--- Exercise materials ---
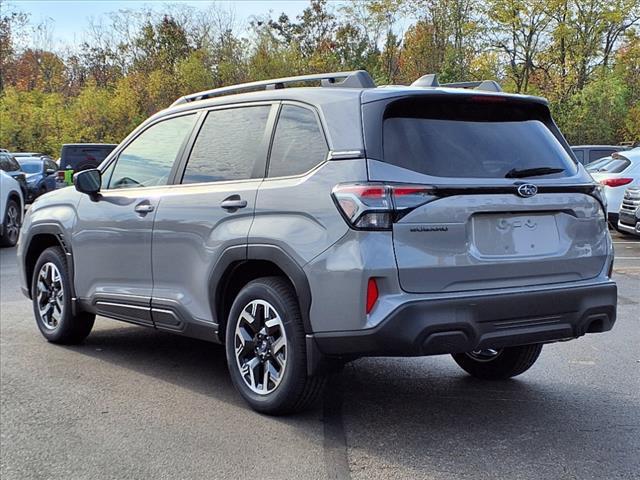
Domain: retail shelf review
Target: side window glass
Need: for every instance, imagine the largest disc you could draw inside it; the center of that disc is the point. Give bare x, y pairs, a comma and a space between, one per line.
598, 154
579, 155
148, 159
106, 176
298, 145
228, 145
---
> **Given instruction**
Turn every line of the records above into a numbered list, leaving out blank lines and the pictures.

> **Full answer**
1. Domain: retail shelf review
2. Target: side window glass
3. Need: for every instance, imagine the largest disc you could draw inside it; the center of that disc is the point. Give bare x, y pairs, a comma and a space between, one per line.
4. 598, 154
5. 579, 155
6. 148, 159
7. 106, 176
8. 298, 145
9. 228, 145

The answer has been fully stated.